◆ **WRITTEN EXERCISE**
Please give back the lines between the one holding "segment --target=window pane" and the one holding "[[[81,143],[81,150],[84,151],[87,149],[87,145],[86,143]]]", inclusive, with "carpet" replaced by "rug" and nothing else changed.

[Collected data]
****************
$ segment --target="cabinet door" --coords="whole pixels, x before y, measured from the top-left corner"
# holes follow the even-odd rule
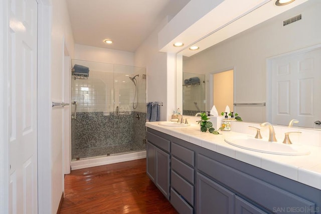
[[[170,199],[170,154],[156,147],[156,185]]]
[[[146,143],[146,173],[151,180],[155,183],[156,177],[156,147],[149,142]]]
[[[196,182],[198,213],[234,213],[234,193],[199,173]]]
[[[235,213],[240,214],[266,214],[258,207],[235,196]]]

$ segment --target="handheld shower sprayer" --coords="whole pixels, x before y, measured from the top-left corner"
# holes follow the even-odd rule
[[[130,80],[131,80],[132,82],[134,83],[134,85],[135,85],[135,95],[134,96],[134,101],[132,103],[132,108],[134,109],[136,109],[136,108],[137,108],[137,106],[138,105],[138,96],[137,93],[137,80],[136,79],[136,77],[139,76],[139,75],[136,74],[136,75],[134,76],[133,77],[129,77],[129,79],[130,79]],[[136,101],[136,104],[135,104],[135,101]]]

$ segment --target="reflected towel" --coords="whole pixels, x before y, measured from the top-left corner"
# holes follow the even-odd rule
[[[151,104],[152,104],[152,102],[149,102],[147,103],[147,113],[146,115],[146,119],[148,120],[149,121],[150,121],[150,117],[151,116]]]
[[[154,102],[151,104],[151,115],[149,122],[159,121],[159,105],[158,102]]]
[[[81,73],[82,74],[88,74],[89,73],[89,68],[82,65],[75,64],[74,65],[75,73]]]
[[[200,78],[198,77],[192,77],[189,79],[190,84],[191,83],[200,83]]]

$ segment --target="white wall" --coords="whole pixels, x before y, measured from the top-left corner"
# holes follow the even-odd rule
[[[209,73],[235,67],[234,101],[268,102],[266,59],[321,43],[321,28],[316,21],[321,19],[321,2],[314,3],[312,6],[299,6],[191,57],[184,61],[184,72],[198,71],[207,74],[208,80]],[[301,20],[283,26],[283,20],[300,14]],[[209,109],[208,96],[207,100]],[[235,108],[244,121],[266,120],[264,107]]]
[[[134,53],[83,45],[75,45],[75,56],[73,59],[110,63],[134,65]]]
[[[74,40],[67,5],[64,0],[52,1],[51,37],[51,99],[62,102],[65,46],[69,55],[74,54]],[[40,72],[41,72],[40,71]],[[63,167],[63,109],[53,109],[51,123],[52,210],[56,213],[64,190]],[[50,140],[48,139],[48,140]]]
[[[176,56],[159,52],[158,49],[158,33],[167,23],[166,18],[145,40],[135,52],[134,58],[135,66],[146,68],[147,102],[156,101],[164,103],[164,106],[160,107],[160,120],[167,120],[167,115],[175,110],[176,106],[176,60],[173,60]],[[168,59],[171,62],[168,65]],[[168,80],[168,69],[171,72],[170,80]],[[170,82],[171,80],[173,80],[174,82]]]

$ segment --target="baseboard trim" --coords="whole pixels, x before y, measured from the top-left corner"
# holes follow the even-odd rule
[[[58,206],[58,210],[57,210],[57,214],[60,213],[60,209],[61,208],[61,205],[62,205],[62,202],[64,200],[64,192],[62,192],[61,194],[61,198],[60,198],[60,202],[59,202],[59,206]]]

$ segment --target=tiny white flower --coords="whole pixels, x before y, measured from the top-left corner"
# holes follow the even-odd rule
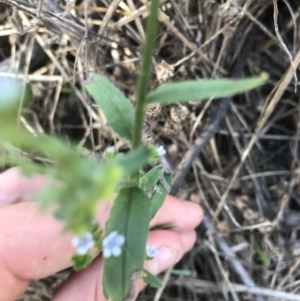
[[[150,259],[154,258],[157,255],[157,250],[155,246],[146,246],[146,254],[147,257],[149,257]]]
[[[116,148],[114,146],[110,146],[106,149],[106,152],[108,153],[114,153],[116,151]]]
[[[164,149],[164,147],[162,145],[160,145],[159,147],[157,147],[156,150],[157,150],[158,155],[160,157],[166,154],[166,150]]]
[[[76,248],[77,254],[85,255],[94,247],[95,241],[91,232],[86,232],[81,236],[75,236],[72,239],[72,245]]]
[[[122,253],[121,246],[125,242],[125,237],[118,234],[117,231],[111,232],[102,241],[103,257],[109,258],[110,256],[118,257]]]

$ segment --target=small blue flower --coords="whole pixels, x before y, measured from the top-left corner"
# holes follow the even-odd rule
[[[156,148],[158,155],[161,157],[166,154],[166,150],[162,145]]]
[[[95,241],[91,232],[86,232],[81,236],[75,236],[72,239],[72,245],[77,250],[77,254],[85,255],[94,247]]]
[[[111,232],[102,241],[103,257],[109,258],[110,256],[120,256],[122,250],[121,246],[125,242],[125,237],[118,234],[117,231]]]
[[[146,254],[149,259],[154,258],[157,255],[157,250],[155,246],[146,246]]]

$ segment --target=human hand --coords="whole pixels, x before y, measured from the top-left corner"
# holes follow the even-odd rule
[[[42,175],[24,178],[17,168],[0,174],[0,301],[13,301],[28,287],[31,279],[41,279],[72,265],[75,253],[70,234],[62,236],[63,223],[40,212],[30,194],[47,185]],[[112,203],[100,203],[97,219],[104,228]],[[192,248],[196,240],[195,227],[203,213],[193,203],[168,196],[150,223],[151,227],[176,224],[167,230],[149,233],[147,245],[155,246],[157,256],[145,262],[145,268],[159,274],[174,265]],[[102,301],[103,258],[74,272],[53,298],[53,301]],[[145,287],[137,281],[137,292]]]

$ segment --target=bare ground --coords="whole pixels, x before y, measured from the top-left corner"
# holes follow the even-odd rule
[[[49,21],[41,12],[41,24],[29,32],[26,27],[37,20],[36,3],[4,1],[18,5],[17,16],[9,18],[12,9],[1,1],[0,76],[18,70],[32,87],[34,102],[22,114],[23,126],[72,139],[92,153],[112,144],[126,148],[91,106],[83,81],[87,71],[104,74],[134,102],[146,1],[114,6],[116,1],[91,0],[87,20],[84,2],[77,1],[70,11],[75,20],[64,1],[44,0],[43,9],[67,14]],[[147,289],[140,299],[300,300],[295,92],[300,3],[279,0],[278,9],[276,3],[171,0],[162,5],[152,88],[164,80],[242,78],[263,71],[270,78],[234,98],[148,111],[145,140],[166,147],[164,164],[175,169],[172,192],[199,203],[206,216],[193,250],[175,271],[162,275],[165,288]],[[78,20],[81,29],[72,25]],[[98,44],[89,34],[87,58],[84,23],[110,39]],[[15,27],[26,33],[20,36]],[[60,35],[56,41],[55,34]],[[50,300],[68,273],[33,282],[18,300]]]

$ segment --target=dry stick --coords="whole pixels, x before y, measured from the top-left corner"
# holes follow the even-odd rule
[[[252,51],[252,48],[254,46],[256,36],[258,33],[258,28],[255,26],[251,29],[249,32],[248,38],[246,39],[246,42],[241,50],[242,56],[240,59],[235,63],[234,68],[231,72],[232,78],[239,78],[242,74],[242,71],[247,63],[247,59]],[[208,140],[212,137],[215,130],[217,129],[221,119],[224,117],[229,104],[231,101],[231,97],[223,98],[220,101],[220,104],[215,111],[210,123],[206,127],[206,129],[203,131],[203,134],[196,139],[196,142],[194,146],[186,153],[182,161],[180,162],[177,171],[175,172],[173,185],[171,188],[171,194],[175,194],[178,189],[181,186],[181,183],[183,182],[183,179],[187,172],[189,171],[194,159],[199,155],[203,147],[206,145]],[[214,229],[212,227],[212,222],[210,221],[210,218],[208,215],[204,216],[204,219],[202,221],[202,227],[205,229],[205,231],[213,231]],[[226,256],[230,266],[234,270],[234,272],[238,275],[241,282],[245,284],[248,287],[254,288],[256,287],[254,281],[252,280],[251,276],[248,274],[248,272],[245,270],[244,266],[239,262],[239,260],[232,254],[230,251],[230,247],[226,243],[226,241],[216,235],[213,235],[214,242],[218,249]],[[263,301],[264,299],[261,296],[256,297],[256,301]]]
[[[258,28],[254,26],[249,35],[246,39],[246,42],[241,49],[241,56],[238,58],[236,63],[234,64],[233,70],[231,72],[230,77],[237,79],[241,76],[242,71],[247,63],[247,59],[252,51],[252,47],[254,45],[256,35],[258,32]],[[199,155],[199,153],[202,151],[208,140],[213,136],[214,132],[216,131],[220,121],[224,117],[230,101],[232,97],[225,97],[220,100],[218,108],[214,112],[210,123],[205,127],[200,137],[198,137],[195,140],[195,143],[191,149],[189,149],[181,162],[179,163],[178,167],[176,168],[174,180],[173,180],[173,186],[171,189],[171,194],[176,194],[182,184],[182,181],[188,171],[190,170],[190,167],[195,160],[195,158]]]

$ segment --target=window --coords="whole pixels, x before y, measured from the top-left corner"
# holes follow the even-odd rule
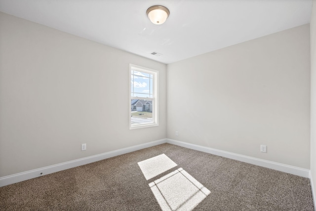
[[[130,65],[129,128],[158,125],[158,71]]]

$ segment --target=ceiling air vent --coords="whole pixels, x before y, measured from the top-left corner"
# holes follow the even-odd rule
[[[160,56],[161,55],[162,55],[161,53],[159,53],[158,52],[156,52],[155,51],[154,51],[152,53],[151,53],[150,54],[152,54],[152,55],[153,55],[154,56]]]

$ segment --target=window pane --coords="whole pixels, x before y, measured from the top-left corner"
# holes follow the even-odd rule
[[[152,98],[153,94],[152,78],[152,74],[132,70],[131,75],[131,97]]]
[[[131,123],[152,123],[153,119],[153,101],[133,99],[131,101]]]

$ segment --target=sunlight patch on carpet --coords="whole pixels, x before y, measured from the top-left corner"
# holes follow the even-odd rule
[[[141,161],[138,164],[147,180],[177,166],[164,154]]]
[[[191,211],[210,193],[182,168],[149,185],[163,211]]]

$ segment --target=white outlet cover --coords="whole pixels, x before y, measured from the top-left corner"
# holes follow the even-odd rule
[[[81,143],[81,150],[84,151],[87,149],[87,145],[86,143]]]

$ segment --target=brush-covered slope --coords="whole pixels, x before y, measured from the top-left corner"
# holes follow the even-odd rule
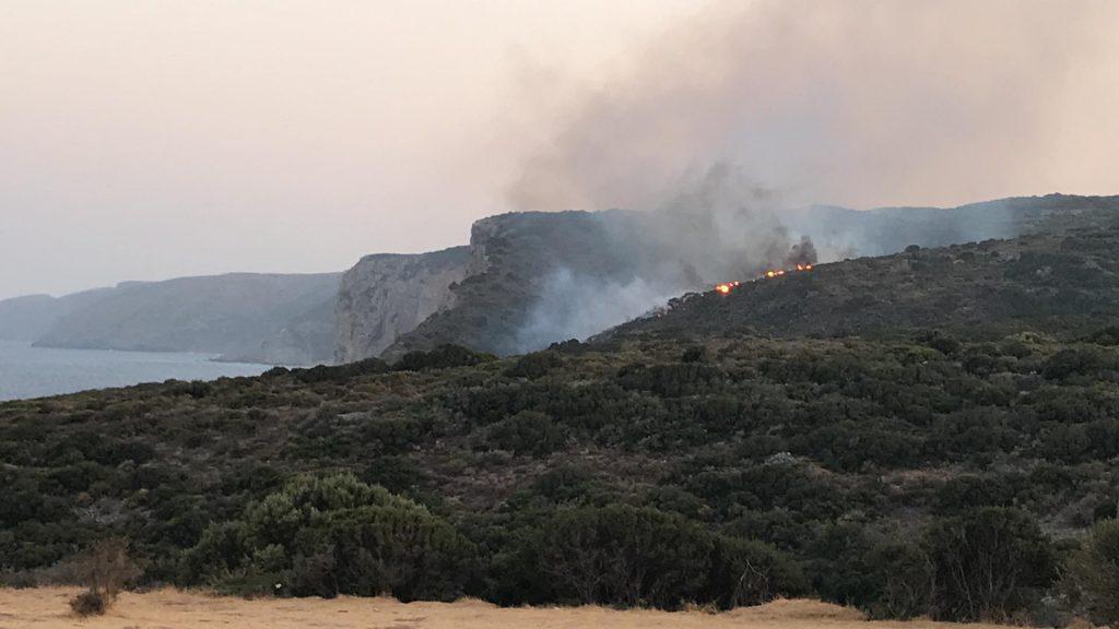
[[[910,250],[688,294],[601,335],[707,338],[904,332],[939,326],[1069,334],[1119,321],[1119,229]]]
[[[124,283],[56,320],[36,345],[330,362],[339,278],[233,273]]]
[[[895,253],[913,244],[1061,233],[1106,224],[1117,213],[1119,197],[1049,195],[956,208],[859,212],[818,206],[775,213],[763,204],[746,203],[740,209],[698,195],[658,213],[493,216],[473,227],[464,279],[436,287],[445,292],[445,307],[416,321],[414,329],[393,327],[396,339],[383,354],[396,358],[410,349],[454,342],[504,355],[586,338],[683,292],[781,265],[802,237],[815,243],[820,260],[834,261]],[[375,280],[350,282],[350,292],[383,290]],[[340,310],[347,316],[340,319],[346,325],[339,327],[339,357],[380,355],[387,335],[373,345],[352,339],[363,337],[363,328],[382,329],[391,309]]]

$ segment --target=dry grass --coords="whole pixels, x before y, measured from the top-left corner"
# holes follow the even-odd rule
[[[615,611],[602,608],[499,609],[481,601],[410,603],[391,599],[255,600],[160,590],[124,592],[105,616],[78,619],[67,601],[73,588],[0,589],[0,629],[856,629],[962,627],[935,622],[866,622],[857,612],[816,601],[777,601],[726,613]],[[982,627],[982,626],[970,626]]]

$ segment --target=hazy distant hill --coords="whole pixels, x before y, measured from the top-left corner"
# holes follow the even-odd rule
[[[57,318],[43,347],[203,351],[231,360],[330,362],[338,273],[235,273],[132,282]]]
[[[754,245],[774,251],[744,260],[777,264],[789,243],[802,236],[812,240],[822,261],[834,261],[895,253],[911,244],[942,246],[1033,232],[1056,233],[1100,225],[1117,214],[1119,197],[1068,195],[1007,198],[956,208],[854,210],[815,206],[775,216],[783,236],[773,234]],[[427,289],[445,293],[442,307],[414,329],[393,328],[398,338],[384,351],[351,339],[357,337],[355,329],[375,327],[394,314],[382,307],[347,309],[337,330],[337,355],[347,360],[377,355],[394,358],[448,342],[516,354],[567,338],[585,338],[671,297],[756,271],[736,263],[735,256],[743,252],[717,246],[713,227],[720,226],[711,225],[709,216],[681,210],[667,233],[651,216],[623,210],[515,213],[479,220],[471,233],[463,279],[457,276],[453,285],[442,276],[403,279],[405,283],[440,282]],[[744,236],[749,237],[749,232]],[[704,246],[708,240],[711,248]],[[722,266],[721,256],[727,262]],[[347,300],[347,292],[372,290],[374,287],[363,285],[360,278],[352,278],[342,299]]]

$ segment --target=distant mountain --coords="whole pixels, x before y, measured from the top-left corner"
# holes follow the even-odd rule
[[[351,271],[344,303],[357,304],[349,295],[373,294],[388,285],[408,287],[405,292],[422,287],[423,292],[442,297],[426,319],[399,318],[395,307],[387,306],[392,301],[387,297],[340,309],[345,317],[339,318],[336,356],[392,359],[442,344],[508,355],[586,338],[684,292],[783,265],[790,247],[805,237],[820,261],[828,262],[891,254],[914,244],[929,247],[1061,233],[1100,225],[1117,215],[1119,197],[1068,195],[947,209],[814,206],[779,215],[749,214],[743,224],[687,208],[660,214],[505,214],[474,224],[470,260],[459,262],[453,278]],[[739,232],[723,238],[728,229]],[[385,327],[388,320],[395,323]],[[377,344],[361,345],[354,341],[361,338],[361,329],[383,334]]]
[[[0,301],[0,339],[34,341],[60,318],[104,297],[112,289],[96,289],[50,297],[30,294]]]
[[[228,360],[317,364],[331,359],[339,279],[338,273],[234,273],[130,282],[97,291],[44,330],[19,329],[41,347],[200,351]],[[0,302],[0,308],[15,311],[19,304]]]

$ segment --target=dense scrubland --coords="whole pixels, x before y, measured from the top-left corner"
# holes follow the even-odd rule
[[[7,403],[0,571],[65,581],[119,537],[138,584],[255,597],[1116,621],[1117,238],[839,263],[520,357]],[[895,297],[852,330],[868,276]],[[805,299],[836,328],[745,306],[808,320],[781,291],[829,278]]]

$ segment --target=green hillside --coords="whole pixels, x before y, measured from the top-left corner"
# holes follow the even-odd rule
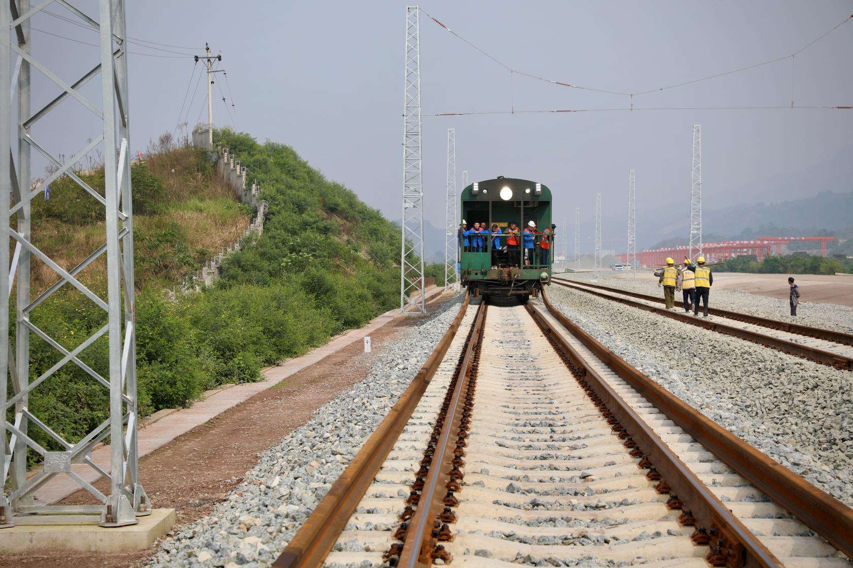
[[[361,325],[398,300],[394,261],[400,235],[394,225],[288,146],[258,144],[231,131],[218,132],[217,139],[238,152],[270,208],[263,236],[229,256],[223,278],[199,293],[170,300],[163,288],[179,284],[221,244],[236,240],[252,212],[221,184],[205,152],[170,149],[132,169],[142,416],[187,405],[223,383],[258,380],[263,367]],[[102,191],[102,178],[95,172],[87,181]],[[79,201],[86,198],[61,178],[51,184],[50,199],[33,206],[37,220],[49,221],[34,225],[46,227],[34,239],[53,246],[53,254],[67,254],[66,267],[77,261],[75,255],[88,254],[83,244],[103,234],[102,221],[86,216],[90,209]],[[81,279],[103,297],[105,283],[95,272]],[[35,287],[55,279],[38,276]],[[106,313],[66,285],[33,311],[32,320],[72,350],[106,323]],[[32,335],[31,353],[31,380],[60,359]],[[107,376],[106,336],[79,359]],[[108,416],[108,392],[68,364],[30,395],[29,410],[74,443]],[[45,433],[32,430],[39,443],[55,448]]]

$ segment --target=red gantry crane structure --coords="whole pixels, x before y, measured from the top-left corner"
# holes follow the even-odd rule
[[[758,261],[764,256],[782,253],[782,247],[791,243],[804,241],[819,241],[821,243],[821,255],[827,255],[827,243],[835,240],[834,237],[759,237],[754,240],[721,241],[718,243],[703,243],[702,254],[708,262],[728,261],[742,255],[755,255]],[[688,256],[687,245],[669,249],[646,249],[636,254],[641,267],[663,266],[667,256],[671,256],[676,263],[680,263]],[[627,261],[626,255],[618,255],[620,262]],[[696,259],[692,259],[695,261]]]

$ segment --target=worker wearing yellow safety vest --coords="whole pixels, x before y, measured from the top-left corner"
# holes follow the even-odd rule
****************
◆ **THE RESULT**
$ segment --target=window pane --coords="whole pixels, x before y, measured from the top-left corner"
# holes follow the even-odd rule
[[[152,98],[153,94],[152,78],[152,74],[132,70],[131,75],[131,97]]]
[[[131,123],[152,123],[153,119],[153,101],[133,99],[131,101]]]

$ segment --target=sunlight patch on rug --coords="whole pixels, x before y, measured from the top-left corner"
# holes follow the even-odd rule
[[[141,161],[138,164],[147,180],[177,166],[164,154]]]
[[[191,211],[210,193],[182,168],[149,185],[163,211]]]

$ segment --target=white outlet cover --coords="whole pixels, x before y, measured from the top-left corner"
# holes follow the even-odd rule
[[[81,143],[81,150],[84,151],[87,149],[87,145],[86,143]]]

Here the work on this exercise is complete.